▸ The input:
::::::

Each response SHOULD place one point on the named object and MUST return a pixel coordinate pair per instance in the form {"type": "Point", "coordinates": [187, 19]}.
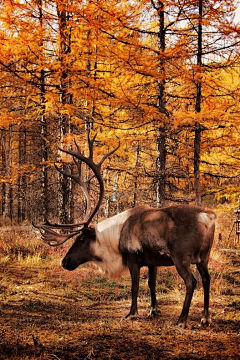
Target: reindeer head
{"type": "Point", "coordinates": [80, 251]}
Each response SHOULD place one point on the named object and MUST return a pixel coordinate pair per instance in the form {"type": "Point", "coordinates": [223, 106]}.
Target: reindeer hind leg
{"type": "Point", "coordinates": [203, 270]}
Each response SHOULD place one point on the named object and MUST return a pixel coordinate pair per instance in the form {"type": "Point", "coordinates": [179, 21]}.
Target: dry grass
{"type": "Point", "coordinates": [49, 313]}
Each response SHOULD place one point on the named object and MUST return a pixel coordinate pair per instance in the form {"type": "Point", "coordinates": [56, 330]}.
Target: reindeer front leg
{"type": "Point", "coordinates": [152, 271]}
{"type": "Point", "coordinates": [135, 275]}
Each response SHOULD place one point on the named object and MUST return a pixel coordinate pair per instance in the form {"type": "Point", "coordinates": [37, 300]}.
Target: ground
{"type": "Point", "coordinates": [49, 313]}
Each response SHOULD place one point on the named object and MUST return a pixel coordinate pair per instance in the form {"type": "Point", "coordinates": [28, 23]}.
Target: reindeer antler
{"type": "Point", "coordinates": [52, 237]}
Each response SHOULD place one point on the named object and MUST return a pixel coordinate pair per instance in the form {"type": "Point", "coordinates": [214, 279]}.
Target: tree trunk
{"type": "Point", "coordinates": [161, 103]}
{"type": "Point", "coordinates": [22, 184]}
{"type": "Point", "coordinates": [198, 130]}
{"type": "Point", "coordinates": [8, 196]}
{"type": "Point", "coordinates": [66, 206]}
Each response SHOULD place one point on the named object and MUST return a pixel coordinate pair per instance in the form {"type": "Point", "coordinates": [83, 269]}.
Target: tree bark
{"type": "Point", "coordinates": [198, 130]}
{"type": "Point", "coordinates": [161, 103]}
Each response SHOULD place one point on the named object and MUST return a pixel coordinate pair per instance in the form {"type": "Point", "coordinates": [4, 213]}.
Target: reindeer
{"type": "Point", "coordinates": [178, 235]}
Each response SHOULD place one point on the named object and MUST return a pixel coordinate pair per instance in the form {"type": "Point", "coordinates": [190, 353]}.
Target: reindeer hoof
{"type": "Point", "coordinates": [206, 321]}
{"type": "Point", "coordinates": [154, 313]}
{"type": "Point", "coordinates": [131, 316]}
{"type": "Point", "coordinates": [182, 325]}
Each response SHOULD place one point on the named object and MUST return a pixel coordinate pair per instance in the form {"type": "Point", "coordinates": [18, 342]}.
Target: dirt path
{"type": "Point", "coordinates": [46, 316]}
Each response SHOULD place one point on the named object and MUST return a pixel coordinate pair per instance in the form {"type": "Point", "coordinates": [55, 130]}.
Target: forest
{"type": "Point", "coordinates": [160, 78]}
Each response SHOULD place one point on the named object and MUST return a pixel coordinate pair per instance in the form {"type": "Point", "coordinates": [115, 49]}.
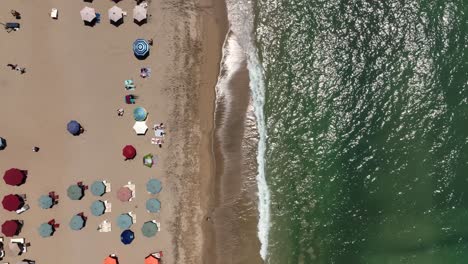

::::::

▸ Goal: Find every line above that contains the word "reindeer" and copy each one.

▸ Expected output:
Target: reindeer head
Target: reindeer hind leg
Target: reindeer front leg
Target: reindeer antler
Target: reindeer
Target: reindeer hoof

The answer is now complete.